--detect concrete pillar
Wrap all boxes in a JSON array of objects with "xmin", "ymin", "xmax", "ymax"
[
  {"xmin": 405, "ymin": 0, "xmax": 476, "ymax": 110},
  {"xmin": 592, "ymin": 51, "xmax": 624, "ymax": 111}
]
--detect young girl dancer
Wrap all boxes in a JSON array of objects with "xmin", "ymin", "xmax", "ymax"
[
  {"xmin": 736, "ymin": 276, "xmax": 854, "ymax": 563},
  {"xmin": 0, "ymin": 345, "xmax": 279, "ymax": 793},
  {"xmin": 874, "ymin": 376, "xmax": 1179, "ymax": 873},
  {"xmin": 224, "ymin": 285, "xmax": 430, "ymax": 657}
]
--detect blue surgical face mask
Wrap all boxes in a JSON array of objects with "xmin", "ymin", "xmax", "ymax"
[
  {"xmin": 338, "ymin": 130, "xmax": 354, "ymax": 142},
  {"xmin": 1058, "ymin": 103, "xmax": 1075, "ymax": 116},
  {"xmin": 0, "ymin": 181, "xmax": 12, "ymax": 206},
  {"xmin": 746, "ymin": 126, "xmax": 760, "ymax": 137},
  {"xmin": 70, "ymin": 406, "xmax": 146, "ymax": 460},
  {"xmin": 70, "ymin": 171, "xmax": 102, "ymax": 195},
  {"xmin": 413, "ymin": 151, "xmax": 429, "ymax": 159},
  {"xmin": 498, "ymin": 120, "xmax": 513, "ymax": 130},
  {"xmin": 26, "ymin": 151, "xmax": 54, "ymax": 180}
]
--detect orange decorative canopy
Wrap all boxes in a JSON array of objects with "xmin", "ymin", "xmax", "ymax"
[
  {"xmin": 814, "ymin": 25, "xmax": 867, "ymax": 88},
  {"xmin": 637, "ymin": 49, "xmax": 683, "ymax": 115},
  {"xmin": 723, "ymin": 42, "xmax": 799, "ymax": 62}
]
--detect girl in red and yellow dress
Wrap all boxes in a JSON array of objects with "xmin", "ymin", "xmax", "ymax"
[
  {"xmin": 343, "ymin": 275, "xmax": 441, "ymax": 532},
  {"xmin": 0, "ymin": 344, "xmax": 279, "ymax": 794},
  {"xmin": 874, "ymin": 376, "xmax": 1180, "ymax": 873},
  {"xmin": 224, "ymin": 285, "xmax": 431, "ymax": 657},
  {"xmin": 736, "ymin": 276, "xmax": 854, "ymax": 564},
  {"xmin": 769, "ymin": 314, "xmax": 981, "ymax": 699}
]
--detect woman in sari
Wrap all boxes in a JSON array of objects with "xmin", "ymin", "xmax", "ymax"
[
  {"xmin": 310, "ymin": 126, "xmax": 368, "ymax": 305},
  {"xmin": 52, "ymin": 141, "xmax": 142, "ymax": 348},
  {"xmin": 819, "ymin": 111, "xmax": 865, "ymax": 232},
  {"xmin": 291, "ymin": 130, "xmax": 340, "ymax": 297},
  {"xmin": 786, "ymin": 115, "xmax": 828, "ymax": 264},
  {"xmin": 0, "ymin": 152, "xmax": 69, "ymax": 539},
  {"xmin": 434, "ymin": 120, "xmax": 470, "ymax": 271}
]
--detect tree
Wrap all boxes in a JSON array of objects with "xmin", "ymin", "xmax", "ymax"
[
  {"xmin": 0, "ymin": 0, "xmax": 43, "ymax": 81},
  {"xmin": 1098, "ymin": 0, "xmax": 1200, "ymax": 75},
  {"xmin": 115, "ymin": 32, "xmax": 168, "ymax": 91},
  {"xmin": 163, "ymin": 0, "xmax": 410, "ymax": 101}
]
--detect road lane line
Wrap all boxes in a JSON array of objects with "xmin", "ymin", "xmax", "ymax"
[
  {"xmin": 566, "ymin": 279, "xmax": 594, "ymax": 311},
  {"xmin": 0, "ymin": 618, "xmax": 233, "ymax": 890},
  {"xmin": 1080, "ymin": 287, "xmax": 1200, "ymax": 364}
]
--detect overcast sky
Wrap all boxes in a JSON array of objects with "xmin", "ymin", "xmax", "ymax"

**ABOUT THIS EXERCISE:** From the line with "--detect girl in red and yellow dress" to the final line of the data above, please reproduce every line exactly and add nothing.

**ANSWER SPACE:**
--detect girl in red and yellow dress
Wrap all boxes in a JSON array of objects with "xmin", "ymin", "xmax", "ymax"
[
  {"xmin": 343, "ymin": 275, "xmax": 441, "ymax": 532},
  {"xmin": 0, "ymin": 344, "xmax": 279, "ymax": 794},
  {"xmin": 874, "ymin": 376, "xmax": 1180, "ymax": 873},
  {"xmin": 224, "ymin": 285, "xmax": 431, "ymax": 657},
  {"xmin": 736, "ymin": 276, "xmax": 854, "ymax": 564},
  {"xmin": 769, "ymin": 314, "xmax": 981, "ymax": 699}
]
--detect woman in sari
Wrap all boxes in a JSON array of objects with "xmin", "ymin", "xmax", "ymax"
[
  {"xmin": 310, "ymin": 126, "xmax": 368, "ymax": 305},
  {"xmin": 52, "ymin": 141, "xmax": 142, "ymax": 348},
  {"xmin": 819, "ymin": 111, "xmax": 865, "ymax": 232},
  {"xmin": 291, "ymin": 130, "xmax": 340, "ymax": 297},
  {"xmin": 786, "ymin": 115, "xmax": 828, "ymax": 264},
  {"xmin": 0, "ymin": 152, "xmax": 69, "ymax": 539},
  {"xmin": 434, "ymin": 120, "xmax": 470, "ymax": 271}
]
--detect tree
Wrap all boxes in a JSON array of objects with "xmin", "ymin", "xmax", "ymax"
[
  {"xmin": 0, "ymin": 0, "xmax": 43, "ymax": 81},
  {"xmin": 1098, "ymin": 0, "xmax": 1200, "ymax": 75},
  {"xmin": 115, "ymin": 32, "xmax": 168, "ymax": 91},
  {"xmin": 163, "ymin": 0, "xmax": 410, "ymax": 101}
]
--detect road lane line
Wrap all boxes in a JSON array of objects with "xmin", "ymin", "xmax", "ymax"
[
  {"xmin": 566, "ymin": 279, "xmax": 594, "ymax": 311},
  {"xmin": 0, "ymin": 618, "xmax": 233, "ymax": 890},
  {"xmin": 1080, "ymin": 287, "xmax": 1200, "ymax": 364}
]
--detect overcast sky
Wrap all boxes in a JSON array of objects with "xmin", "ymin", "xmax", "ymax"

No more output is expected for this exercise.